• [Tasks to carry out]
A: Using the blog excerpt, answer each item on its own line, marked the same way:
(i) What is the vote count of the Supreme Court decision on pay discrimination suits?
(ii) Under the ruling, within how many days after pay is set must an employee file a formal complaint with a federal agency?
(iii) What fact about the cover artist do some defenders of the comic cover point to?
B: Continue the blog post about the Supreme Court pay-discrimination ruling, starting right after its final sentence.

• [Source document]
★ ★ ★

The award for the most absurd defense on this topic, however, goes out to those guys that think there's nothing wrong with the cover because the cover artist was *gasp* a woman! How could a woman ever act in a way that's offensive?!

Though certainly not the be all, end all of the argument, the simplest explaination of why this is offensive is: Would this cover *ever* be made with men substituted for the women, pose for pose, expression for expression? The answer is, of course, not in this man's comic's continuity.

May 29, 2007

Justice? Screw justice

I really fucking hate the Roberts Court:

The Supreme Court on Tuesday made it harder for many workers to sue their employers for discrimination in pay, insisting in a 5-to-4 decision on a tight time frame to file such cases. The dissenters said the ruling ignored workplace realities.[...]

The court held on Tuesday that employees may not bring suit under the principal federal anti-discrimination law unless they have filed a formal complaint with a federal agency within 180 days after their pay was set. The timeline applies, according to the decision, even if the effects of the initial discriminatory act were not immediately apparent to the worker and even if they continue to the present day.

Six months?! I'm speechless.

Fortunately (if somewhat futilely) Ruth Bader Ginsburg is not.

★ ★ ★

• [Material provided]
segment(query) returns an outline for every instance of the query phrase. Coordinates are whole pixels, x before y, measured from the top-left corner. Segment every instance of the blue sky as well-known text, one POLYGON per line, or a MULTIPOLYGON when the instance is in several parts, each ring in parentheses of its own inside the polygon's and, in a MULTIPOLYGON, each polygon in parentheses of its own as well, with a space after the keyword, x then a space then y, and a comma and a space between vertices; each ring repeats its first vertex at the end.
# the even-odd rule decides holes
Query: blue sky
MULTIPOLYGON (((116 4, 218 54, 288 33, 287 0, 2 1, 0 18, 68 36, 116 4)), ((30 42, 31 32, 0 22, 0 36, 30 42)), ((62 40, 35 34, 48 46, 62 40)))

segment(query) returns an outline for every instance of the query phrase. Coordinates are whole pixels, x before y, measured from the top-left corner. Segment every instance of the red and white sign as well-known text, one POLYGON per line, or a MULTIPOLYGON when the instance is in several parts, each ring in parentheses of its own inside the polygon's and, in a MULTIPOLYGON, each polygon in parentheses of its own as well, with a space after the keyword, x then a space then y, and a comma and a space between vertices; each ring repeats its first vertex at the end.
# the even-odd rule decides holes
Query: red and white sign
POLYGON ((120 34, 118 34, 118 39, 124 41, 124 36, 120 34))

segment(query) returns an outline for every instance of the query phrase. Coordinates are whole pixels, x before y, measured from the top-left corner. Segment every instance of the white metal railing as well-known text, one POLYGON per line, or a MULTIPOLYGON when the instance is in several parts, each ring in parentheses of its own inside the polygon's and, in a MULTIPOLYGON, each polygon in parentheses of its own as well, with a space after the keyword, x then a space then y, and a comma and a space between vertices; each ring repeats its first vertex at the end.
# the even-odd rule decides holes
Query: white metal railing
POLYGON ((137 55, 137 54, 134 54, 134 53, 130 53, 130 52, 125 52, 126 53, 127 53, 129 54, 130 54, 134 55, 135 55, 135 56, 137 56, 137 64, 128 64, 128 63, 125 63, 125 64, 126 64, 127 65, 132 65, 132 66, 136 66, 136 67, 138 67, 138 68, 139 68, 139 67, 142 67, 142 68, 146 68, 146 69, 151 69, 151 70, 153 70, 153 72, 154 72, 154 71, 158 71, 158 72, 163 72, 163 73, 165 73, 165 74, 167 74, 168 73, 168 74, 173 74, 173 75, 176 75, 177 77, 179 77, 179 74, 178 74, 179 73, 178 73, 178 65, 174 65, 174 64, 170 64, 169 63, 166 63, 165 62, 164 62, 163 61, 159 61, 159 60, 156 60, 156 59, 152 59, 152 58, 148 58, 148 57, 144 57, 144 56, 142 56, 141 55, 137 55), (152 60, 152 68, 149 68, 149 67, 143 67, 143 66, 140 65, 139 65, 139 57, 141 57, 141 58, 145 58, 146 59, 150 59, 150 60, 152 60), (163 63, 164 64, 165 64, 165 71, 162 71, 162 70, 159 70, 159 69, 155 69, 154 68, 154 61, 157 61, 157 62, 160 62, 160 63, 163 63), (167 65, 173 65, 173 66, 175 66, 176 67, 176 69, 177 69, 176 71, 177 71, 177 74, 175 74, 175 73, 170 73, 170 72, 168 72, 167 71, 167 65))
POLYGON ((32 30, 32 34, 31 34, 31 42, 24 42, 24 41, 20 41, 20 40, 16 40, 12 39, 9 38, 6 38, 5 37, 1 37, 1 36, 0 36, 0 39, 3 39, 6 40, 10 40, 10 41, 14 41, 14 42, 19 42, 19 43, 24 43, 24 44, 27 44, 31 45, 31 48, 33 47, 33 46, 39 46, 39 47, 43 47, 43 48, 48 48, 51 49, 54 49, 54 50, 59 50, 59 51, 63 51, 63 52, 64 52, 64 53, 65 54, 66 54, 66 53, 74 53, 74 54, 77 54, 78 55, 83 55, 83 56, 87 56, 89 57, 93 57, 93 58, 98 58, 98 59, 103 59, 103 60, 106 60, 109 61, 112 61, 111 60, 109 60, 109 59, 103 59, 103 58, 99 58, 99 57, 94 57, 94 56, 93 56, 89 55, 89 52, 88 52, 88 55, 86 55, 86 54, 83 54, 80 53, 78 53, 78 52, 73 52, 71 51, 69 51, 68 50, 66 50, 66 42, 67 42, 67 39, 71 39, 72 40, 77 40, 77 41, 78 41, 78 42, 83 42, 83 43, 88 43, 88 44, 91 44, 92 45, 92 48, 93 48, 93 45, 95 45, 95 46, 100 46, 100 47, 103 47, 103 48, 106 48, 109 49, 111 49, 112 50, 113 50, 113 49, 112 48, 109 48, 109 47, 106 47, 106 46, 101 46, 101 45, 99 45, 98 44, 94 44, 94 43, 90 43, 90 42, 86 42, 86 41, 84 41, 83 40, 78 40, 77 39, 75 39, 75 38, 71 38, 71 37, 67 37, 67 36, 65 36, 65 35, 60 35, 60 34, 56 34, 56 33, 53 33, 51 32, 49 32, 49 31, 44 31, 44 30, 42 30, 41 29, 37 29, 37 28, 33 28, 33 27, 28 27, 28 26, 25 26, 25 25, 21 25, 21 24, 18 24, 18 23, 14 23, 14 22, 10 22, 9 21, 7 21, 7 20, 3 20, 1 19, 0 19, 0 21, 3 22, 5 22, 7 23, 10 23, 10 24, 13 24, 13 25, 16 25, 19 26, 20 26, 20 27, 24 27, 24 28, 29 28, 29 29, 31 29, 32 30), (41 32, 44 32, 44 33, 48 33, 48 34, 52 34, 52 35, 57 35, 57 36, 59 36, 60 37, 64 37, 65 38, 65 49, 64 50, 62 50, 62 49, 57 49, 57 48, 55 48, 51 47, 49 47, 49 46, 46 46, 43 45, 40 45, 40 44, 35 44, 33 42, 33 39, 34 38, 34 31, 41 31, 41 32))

★ ★ ★

• [Answer list]
A:
(i) 5-to-4.
(ii) 180 days.
(iii) The cover artist was a woman.

B:
Justice Ruth Bader Ginsburg read part of her dissent aloud (itself an unmistakable sign of anger), and the tone of her opinion showed how bitterly she differed with the majority. She asserted that the effects of pay discrimination can be relatively small at first, then become far more serious as subsequent raises are based on the original low pay, and that instances of pay inequities ought to be treated differently from other acts of discrimination. For one thing, she said, pay discrimination is often not uncovered until long after the fact.

The majority’s holding, she said, “is totally at odds with the robust protection against workplace discrimination Congress intended Title VII to secure.” She said the majority “does not comprehend, or is indifferent to, the insidious way in which women can be victims of pay discrimination.”

“This is not the first time the Court has ordered a cramped interpretation of Title VII, incompatible with the statute’s broad remedial purpose,” she wrote.